▸ What is being asked: Copy all the entries below exactly, but not the pictures.

▸ Data supplied:
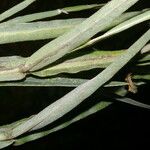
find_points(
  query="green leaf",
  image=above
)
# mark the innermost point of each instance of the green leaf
(52, 13)
(62, 45)
(35, 136)
(36, 30)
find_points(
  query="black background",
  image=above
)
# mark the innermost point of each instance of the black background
(119, 126)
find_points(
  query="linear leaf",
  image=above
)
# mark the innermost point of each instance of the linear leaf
(35, 136)
(52, 13)
(37, 30)
(79, 35)
(119, 28)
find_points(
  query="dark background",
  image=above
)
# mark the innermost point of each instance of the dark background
(119, 126)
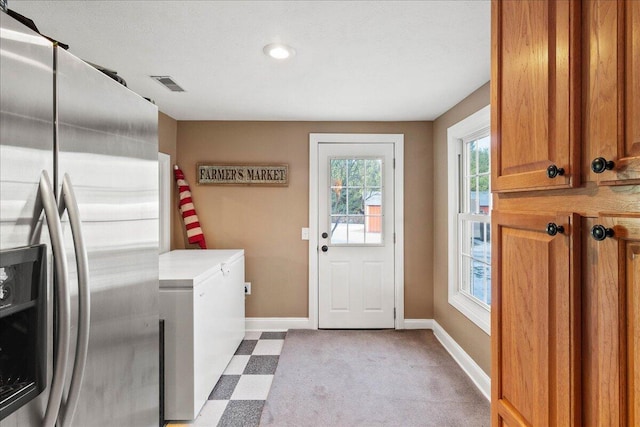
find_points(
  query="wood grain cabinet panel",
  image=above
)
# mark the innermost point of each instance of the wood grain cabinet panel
(611, 86)
(611, 323)
(535, 94)
(565, 308)
(533, 324)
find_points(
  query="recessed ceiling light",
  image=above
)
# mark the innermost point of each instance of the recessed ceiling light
(278, 51)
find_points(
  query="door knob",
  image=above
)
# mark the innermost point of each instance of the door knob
(599, 232)
(553, 171)
(553, 229)
(600, 164)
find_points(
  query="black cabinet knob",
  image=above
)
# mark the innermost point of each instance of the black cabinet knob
(553, 171)
(600, 164)
(600, 232)
(553, 229)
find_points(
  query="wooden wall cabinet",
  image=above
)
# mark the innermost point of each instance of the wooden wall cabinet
(611, 86)
(535, 94)
(611, 323)
(566, 308)
(534, 339)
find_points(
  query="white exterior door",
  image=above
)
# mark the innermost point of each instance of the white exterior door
(356, 286)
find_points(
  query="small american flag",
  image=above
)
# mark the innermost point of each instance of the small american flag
(188, 211)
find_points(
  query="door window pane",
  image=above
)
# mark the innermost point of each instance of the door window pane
(356, 196)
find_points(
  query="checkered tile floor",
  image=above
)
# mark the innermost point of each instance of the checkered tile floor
(239, 395)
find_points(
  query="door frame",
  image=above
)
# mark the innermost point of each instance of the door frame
(315, 139)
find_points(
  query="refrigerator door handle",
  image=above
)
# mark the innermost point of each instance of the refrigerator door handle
(48, 204)
(69, 203)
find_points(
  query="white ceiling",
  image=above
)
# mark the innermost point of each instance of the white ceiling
(355, 60)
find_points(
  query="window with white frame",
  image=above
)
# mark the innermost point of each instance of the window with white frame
(470, 217)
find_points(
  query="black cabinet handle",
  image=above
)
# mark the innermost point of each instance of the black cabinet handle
(553, 171)
(600, 164)
(600, 232)
(553, 229)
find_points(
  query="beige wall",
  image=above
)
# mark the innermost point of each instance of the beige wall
(167, 143)
(471, 338)
(266, 221)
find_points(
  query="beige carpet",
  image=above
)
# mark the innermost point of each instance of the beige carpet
(370, 378)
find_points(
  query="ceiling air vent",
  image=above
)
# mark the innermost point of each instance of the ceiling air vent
(168, 82)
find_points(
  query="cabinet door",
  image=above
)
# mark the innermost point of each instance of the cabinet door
(535, 94)
(612, 90)
(534, 324)
(611, 323)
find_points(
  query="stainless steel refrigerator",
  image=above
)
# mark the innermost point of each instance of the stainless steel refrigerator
(79, 182)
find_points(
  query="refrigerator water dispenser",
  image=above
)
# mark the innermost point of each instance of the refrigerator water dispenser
(23, 326)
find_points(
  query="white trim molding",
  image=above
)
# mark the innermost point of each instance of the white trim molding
(468, 365)
(418, 323)
(277, 324)
(354, 138)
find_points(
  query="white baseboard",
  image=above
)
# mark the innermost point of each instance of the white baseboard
(468, 365)
(418, 323)
(275, 324)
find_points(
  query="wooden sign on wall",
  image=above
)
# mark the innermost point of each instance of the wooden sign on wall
(222, 174)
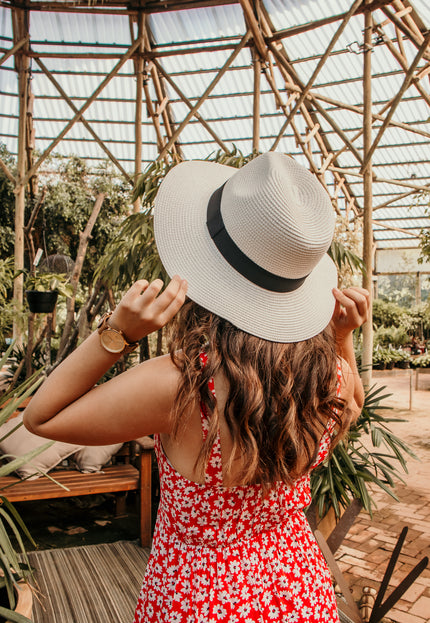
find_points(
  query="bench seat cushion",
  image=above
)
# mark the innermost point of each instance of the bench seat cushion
(114, 478)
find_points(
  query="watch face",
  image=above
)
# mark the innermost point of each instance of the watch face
(112, 341)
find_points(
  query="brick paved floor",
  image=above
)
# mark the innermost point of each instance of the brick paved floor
(364, 553)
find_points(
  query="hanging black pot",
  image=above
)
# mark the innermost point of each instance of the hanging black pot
(41, 302)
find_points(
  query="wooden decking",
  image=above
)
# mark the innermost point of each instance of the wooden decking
(88, 584)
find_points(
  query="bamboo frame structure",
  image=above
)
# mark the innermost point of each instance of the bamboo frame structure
(302, 110)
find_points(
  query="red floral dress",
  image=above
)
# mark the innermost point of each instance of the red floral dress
(228, 555)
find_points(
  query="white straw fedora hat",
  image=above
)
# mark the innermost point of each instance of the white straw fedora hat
(251, 242)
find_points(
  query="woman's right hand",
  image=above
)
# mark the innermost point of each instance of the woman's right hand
(143, 309)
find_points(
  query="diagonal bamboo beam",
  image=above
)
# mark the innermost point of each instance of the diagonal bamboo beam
(7, 172)
(380, 180)
(163, 108)
(254, 27)
(405, 30)
(405, 13)
(82, 120)
(210, 88)
(318, 68)
(357, 109)
(393, 228)
(402, 62)
(282, 60)
(309, 115)
(397, 197)
(397, 99)
(15, 49)
(186, 101)
(80, 112)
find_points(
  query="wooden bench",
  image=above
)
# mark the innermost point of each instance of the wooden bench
(118, 478)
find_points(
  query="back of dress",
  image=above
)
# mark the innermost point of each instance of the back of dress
(229, 555)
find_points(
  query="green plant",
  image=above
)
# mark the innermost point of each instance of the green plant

▸ Exercise answer:
find_points(
  query="green leaf",
  image=above
)
# mark the innermost point of each instance of the green leaf
(52, 13)
(62, 45)
(35, 136)
(36, 30)
find_points(
  query="black background",
  image=above
)
# mark the innermost point of each instance of the black background
(119, 126)
find_points(
  query="linear leaf",
  image=above
)
# mark the innermost point of each instance of the linear leaf
(35, 136)
(52, 13)
(37, 30)
(79, 35)
(119, 28)
find_points(
  query="dark background",
  image=above
)
# mark the innermost point of each instance of the dark background
(119, 126)
find_points(
  query="wood grain cabinet panel",
  image=above
)
# mark the innermost point of each instance of the wood grain cabinet panel
(611, 86)
(611, 323)
(535, 94)
(565, 308)
(533, 324)
find_points(
  query="recessed ceiling light",
  image=above
)
# mark the innermost point of each instance of the recessed ceiling light
(278, 51)
find_points(
  query="door knob",
  image=above
)
# mark the innermost point of each instance of the door knob
(599, 232)
(553, 171)
(553, 229)
(600, 164)
find_points(
  query="black cabinet knob",
  image=above
)
# mark the innermost point of each instance of the black cabinet knob
(553, 171)
(600, 164)
(600, 232)
(553, 229)
find_points(
  query="wooden wall cabinet",
  image=above
)
# mark the innermost point of each instance of the wooden wall cabinet
(611, 86)
(535, 94)
(611, 323)
(566, 308)
(534, 339)
find_points(
  query="white exterior door",
  image=above
)
# mark the innermost point of each instance of the white exterior door
(356, 286)
find_points(
  query="small american flag",
  image=above
)
# mark the innermost point of each instance of the small american flag
(188, 211)
find_points(
  query="door window pane",
  image=above
)
# mark the innermost point of each instance of the door window pane
(356, 196)
find_points(
  query="checkered tile floor",
  image=above
)
# mark the innermost point of each instance of the checkered tile floor
(239, 395)
find_points(
  query="door frame",
  image=above
)
# mark the innermost point of each instance of the door frame
(315, 139)
find_points(
  query="refrigerator door handle",
  image=above
)
# mark the innermost point of each instance of the refrigerator door handle
(48, 204)
(69, 203)
find_points(
  query="white ceiling",
  image=above
)
# mark the innermost point of each instance of the white ceiling
(355, 60)
find_points(
  query="window with white frame",
  image=above
)
# mark the innermost point of each instance of the window with white frame
(470, 217)
find_points(
  query="black cabinet handle",
  image=above
)
# mark the innermost point of each instance of the black cabinet handle
(553, 171)
(600, 164)
(600, 232)
(553, 229)
find_points(
  query="beige wall",
  image=above
)
# mark the innermost point of each instance of the beige wall
(167, 143)
(471, 338)
(266, 221)
find_points(
  query="beige carpet",
  image=above
)
# mark the innermost point of each instance of the beige carpet
(370, 378)
find_points(
  query="ceiling air vent",
  image=above
)
# mark the innermost point of each instance of the ceiling air vent
(168, 82)
find_points(
  query="cabinet door",
  image=above
)
# mark the innermost point of each instance of the cabinet door
(535, 94)
(612, 90)
(534, 324)
(611, 323)
find_points(
  query="stainless steel refrigerator",
  image=above
)
# mark the innermost point of each instance of the stainless steel refrigerator
(79, 182)
find_points(
  query="refrigerator water dispenser",
  image=above
)
# mark the innermost point of each instance of the refrigerator water dispenser
(23, 326)
find_points(
  query="white trim molding",
  image=above
)
# mark the innermost point of each instance of the white trim molding
(468, 365)
(418, 323)
(277, 324)
(354, 138)
find_points(
  query="white baseboard",
  image=above
)
# mark the innermost point of each instance of the white baseboard
(468, 365)
(418, 323)
(275, 324)
find_points(
  query="wooden sign on wall",
  image=above
)
# mark the innermost point of each instance of the wooden sign on wall
(222, 174)
find_points(
  query="bench seat cushion",
  image=above
)
# mark the innermost point of each instance of the bench seat cushion
(114, 478)
find_points(
  query="watch face",
  image=above
)
# mark the innermost point of each instance of the watch face
(112, 341)
find_points(
  query="brick paved floor",
  image=above
)
# mark the innermost point of each instance of the brick paved floor
(364, 553)
find_points(
  query="hanging black pot",
  image=above
)
# mark the innermost point of each instance of the hanging black pot
(41, 302)
find_points(
  query="wooden decking",
  image=above
)
# mark the innermost point of each instance of the wooden decking
(88, 584)
find_points(
  query="bamboo frame structure",
  image=above
)
# mark the innermost point of each instance of the bamboo frame structure
(302, 110)
find_points(
  query="red floral dress",
  image=above
)
# mark the innermost point of each instance of the red floral dress
(228, 555)
find_points(
  query="white straw fedora hat",
  image=above
)
# mark the innermost point of each instance of the white straw fedora hat
(251, 242)
find_points(
  query="woman's right hand",
  image=above
)
# mark the innermost point of each instance of the woman's right hand
(143, 309)
find_points(
  query="diagonal bamboo beam",
  image=above
)
# mark the innermost point of each instance of the diagonal bamboo beam
(7, 172)
(380, 180)
(163, 108)
(254, 27)
(405, 30)
(405, 13)
(82, 120)
(210, 88)
(318, 68)
(357, 109)
(393, 228)
(402, 62)
(282, 60)
(309, 115)
(397, 197)
(397, 99)
(15, 49)
(186, 101)
(80, 112)
find_points(
  query="wooden bench",
  image=above
)
# mark the innermost point of each instance of the wooden bench
(118, 478)
find_points(
  query="back of dress",
  image=above
)
# mark the innermost point of each instance of the back of dress
(229, 555)
find_points(
  query="green plant",
  image=above
)
# mark the innermost point of each instance of the green plant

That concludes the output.